*Prompt 1*
Please list every price stated in the Thonburi travel piece, including its currency.

*Text segment*
________________________

Thonburi, a maze of markets, wooden river homes, and ancient temples, is located across the Chao Praya River from the more polished Bangkok. It was the kingdom’s capital for about 15 years in the eighteenth century, before Rama I became the ruler and founder of the current royal dynasty.

It remained independent for nearly 200 years, before being merged with Bangkok in 1971. I had read about this short span of time in Thai history during my pre-trip research, but it wasn’t until I saw the Thonburi Food and Canals Adventure advertised by our friends at Bangkok Food Tours that I added this part of town to our itinerary.


We met our guide at the BTS Skytrain Talad Phlu station and traveled a short distance by local taxi – meaning in the back of a covered pick up truck – to Thonburi center. This is a small area crammed with street food stalls and open-air restaurants. Only a few steps in and we came upon a dumpling cart showcasing an unbelievable range of delectable delights (photo above). Our guide picked a few out for us and we went on our way to the first restaurant – a glorified “meat and three,” Thai-style. It was still morning and our guide explained to us that the Thai people don’t really do breakfast – that is, they eat a meal in the morning, but they don’t have many foods that are designated as purely breakfast foods. (FYI – you’ll usually fresh find cow’s milk or bread only in hotels or restaurants that cater to Westerners.) This is why we chose a spicy a pork stir fry as our first meal of the day. We sat down and shared our stir fry, along with the dumplings we bought previously. As you can see (below), the fanciest meal option, featuring more food than anyone could possibly eat, topped out at 30 Baht (US $0.85 or UK £0.69). We chose the lightest meal, as we had a full day of eating ahead of us.

________________________

Point-based annotation data:
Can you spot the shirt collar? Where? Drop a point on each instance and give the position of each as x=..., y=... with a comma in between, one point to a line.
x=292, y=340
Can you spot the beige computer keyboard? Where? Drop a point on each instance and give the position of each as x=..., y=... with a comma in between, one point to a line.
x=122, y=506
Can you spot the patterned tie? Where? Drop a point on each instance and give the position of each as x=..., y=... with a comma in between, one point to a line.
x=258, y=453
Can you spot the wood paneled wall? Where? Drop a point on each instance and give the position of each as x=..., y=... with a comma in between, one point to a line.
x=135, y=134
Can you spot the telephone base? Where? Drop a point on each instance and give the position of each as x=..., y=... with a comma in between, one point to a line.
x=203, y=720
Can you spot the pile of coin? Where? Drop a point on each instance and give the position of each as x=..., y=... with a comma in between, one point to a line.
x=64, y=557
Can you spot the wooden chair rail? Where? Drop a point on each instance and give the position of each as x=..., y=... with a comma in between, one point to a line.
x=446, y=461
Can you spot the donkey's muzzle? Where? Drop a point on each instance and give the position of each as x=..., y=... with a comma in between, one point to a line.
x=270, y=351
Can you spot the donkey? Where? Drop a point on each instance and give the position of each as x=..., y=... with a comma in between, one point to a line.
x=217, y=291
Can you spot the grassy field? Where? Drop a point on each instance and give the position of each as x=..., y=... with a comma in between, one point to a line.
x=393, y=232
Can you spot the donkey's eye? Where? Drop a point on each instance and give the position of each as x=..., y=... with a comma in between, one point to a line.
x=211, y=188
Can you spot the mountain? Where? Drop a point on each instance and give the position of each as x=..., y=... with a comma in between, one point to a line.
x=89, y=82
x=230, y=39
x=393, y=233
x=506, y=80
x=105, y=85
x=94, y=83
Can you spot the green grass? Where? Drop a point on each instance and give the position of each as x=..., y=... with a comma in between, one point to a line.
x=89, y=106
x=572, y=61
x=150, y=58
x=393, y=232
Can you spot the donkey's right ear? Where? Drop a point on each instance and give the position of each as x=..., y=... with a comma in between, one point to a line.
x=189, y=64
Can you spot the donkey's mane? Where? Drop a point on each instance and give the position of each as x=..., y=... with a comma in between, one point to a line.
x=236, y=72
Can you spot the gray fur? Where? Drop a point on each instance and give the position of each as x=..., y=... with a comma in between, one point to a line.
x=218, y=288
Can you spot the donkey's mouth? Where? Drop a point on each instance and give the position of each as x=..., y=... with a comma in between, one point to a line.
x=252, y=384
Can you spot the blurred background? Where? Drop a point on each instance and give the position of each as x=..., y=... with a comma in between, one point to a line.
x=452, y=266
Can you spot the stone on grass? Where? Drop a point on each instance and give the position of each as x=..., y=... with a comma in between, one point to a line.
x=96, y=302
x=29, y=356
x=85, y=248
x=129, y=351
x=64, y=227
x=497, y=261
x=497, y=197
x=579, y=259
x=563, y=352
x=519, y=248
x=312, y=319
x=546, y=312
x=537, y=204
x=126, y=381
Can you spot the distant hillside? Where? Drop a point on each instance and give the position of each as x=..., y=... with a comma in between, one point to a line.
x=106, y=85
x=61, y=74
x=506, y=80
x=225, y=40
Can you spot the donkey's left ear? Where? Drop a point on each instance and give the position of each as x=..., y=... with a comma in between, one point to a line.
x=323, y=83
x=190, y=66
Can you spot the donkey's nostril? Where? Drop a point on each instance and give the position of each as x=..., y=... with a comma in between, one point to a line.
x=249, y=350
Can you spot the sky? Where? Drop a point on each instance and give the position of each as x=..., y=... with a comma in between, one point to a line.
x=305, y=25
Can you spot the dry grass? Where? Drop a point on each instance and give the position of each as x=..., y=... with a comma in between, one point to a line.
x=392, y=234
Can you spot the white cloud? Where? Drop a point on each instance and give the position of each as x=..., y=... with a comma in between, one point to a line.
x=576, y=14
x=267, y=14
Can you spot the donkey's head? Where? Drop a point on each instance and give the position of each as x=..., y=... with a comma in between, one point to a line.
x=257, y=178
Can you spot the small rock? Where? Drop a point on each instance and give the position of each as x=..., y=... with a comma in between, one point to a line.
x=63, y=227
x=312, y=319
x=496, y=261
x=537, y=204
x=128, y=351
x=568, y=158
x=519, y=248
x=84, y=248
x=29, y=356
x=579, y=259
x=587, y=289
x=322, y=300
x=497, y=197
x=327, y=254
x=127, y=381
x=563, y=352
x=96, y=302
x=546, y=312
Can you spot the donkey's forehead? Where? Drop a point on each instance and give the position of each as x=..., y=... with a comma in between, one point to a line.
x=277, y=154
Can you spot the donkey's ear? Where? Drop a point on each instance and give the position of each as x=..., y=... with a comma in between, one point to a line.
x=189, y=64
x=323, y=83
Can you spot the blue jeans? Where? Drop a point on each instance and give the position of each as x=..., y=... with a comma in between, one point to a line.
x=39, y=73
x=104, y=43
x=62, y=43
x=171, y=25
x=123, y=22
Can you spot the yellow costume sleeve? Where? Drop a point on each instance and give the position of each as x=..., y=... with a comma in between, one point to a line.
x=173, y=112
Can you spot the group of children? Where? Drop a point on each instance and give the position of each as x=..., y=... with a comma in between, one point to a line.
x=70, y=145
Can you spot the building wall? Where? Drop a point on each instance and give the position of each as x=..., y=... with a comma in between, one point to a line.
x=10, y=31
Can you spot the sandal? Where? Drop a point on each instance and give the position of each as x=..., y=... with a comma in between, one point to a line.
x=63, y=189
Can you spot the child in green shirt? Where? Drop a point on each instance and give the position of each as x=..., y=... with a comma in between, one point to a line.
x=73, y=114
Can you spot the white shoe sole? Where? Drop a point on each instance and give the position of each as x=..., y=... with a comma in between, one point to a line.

________________________

*Prompt 2*
Pull out each line of the records that contains the word "white". Case counts.

*Expected answer 1*
30 Baht
US $0.85
UK £0.69

*Expected answer 2*
Can you spot the white cloud? Where? Drop a point on each instance and give the position of each as x=..., y=... with a comma in between, one point to a line.
Can you spot the white shoe sole? Where? Drop a point on each instance and give the position of each as x=..., y=... with a comma in between, one point to a line.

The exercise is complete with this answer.